### DIRECTIVE
Copy out the items below word for word from the line with "on the white" to the line with "point(570, 487)", including both of those lines and nothing beyond them.

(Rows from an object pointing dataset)
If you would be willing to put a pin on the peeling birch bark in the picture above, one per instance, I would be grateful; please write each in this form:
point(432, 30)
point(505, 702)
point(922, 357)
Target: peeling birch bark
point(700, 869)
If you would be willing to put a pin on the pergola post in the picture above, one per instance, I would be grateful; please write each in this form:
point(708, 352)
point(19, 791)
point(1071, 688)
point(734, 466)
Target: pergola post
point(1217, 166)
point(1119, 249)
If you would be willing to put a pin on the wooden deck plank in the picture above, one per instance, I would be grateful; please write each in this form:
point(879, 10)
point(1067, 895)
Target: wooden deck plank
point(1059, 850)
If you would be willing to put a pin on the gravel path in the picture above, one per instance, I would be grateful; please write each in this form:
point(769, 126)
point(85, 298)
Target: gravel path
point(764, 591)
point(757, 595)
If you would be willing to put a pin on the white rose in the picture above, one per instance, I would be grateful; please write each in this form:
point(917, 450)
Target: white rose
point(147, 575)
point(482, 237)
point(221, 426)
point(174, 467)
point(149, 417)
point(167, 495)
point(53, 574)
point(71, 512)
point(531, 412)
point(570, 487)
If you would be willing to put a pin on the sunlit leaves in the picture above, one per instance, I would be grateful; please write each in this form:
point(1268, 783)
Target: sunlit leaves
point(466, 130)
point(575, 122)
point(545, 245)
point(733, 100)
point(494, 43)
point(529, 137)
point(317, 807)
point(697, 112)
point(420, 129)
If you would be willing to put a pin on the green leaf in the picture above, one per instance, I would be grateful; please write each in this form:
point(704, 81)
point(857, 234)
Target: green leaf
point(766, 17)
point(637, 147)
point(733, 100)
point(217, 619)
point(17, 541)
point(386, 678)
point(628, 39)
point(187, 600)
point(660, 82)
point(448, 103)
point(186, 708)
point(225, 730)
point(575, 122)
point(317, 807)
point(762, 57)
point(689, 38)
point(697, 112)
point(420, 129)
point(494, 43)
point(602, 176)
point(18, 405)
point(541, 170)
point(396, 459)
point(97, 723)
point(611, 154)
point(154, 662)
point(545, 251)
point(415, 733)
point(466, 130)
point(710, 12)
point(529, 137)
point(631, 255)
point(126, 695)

### WRITTEN REPLY
If you would be willing to put a pin on the white rose in the picture above, one per instance, I would be grateful; please write each in this form:
point(917, 450)
Target: white rose
point(147, 575)
point(482, 237)
point(221, 426)
point(174, 467)
point(149, 417)
point(167, 495)
point(53, 574)
point(71, 512)
point(531, 412)
point(570, 487)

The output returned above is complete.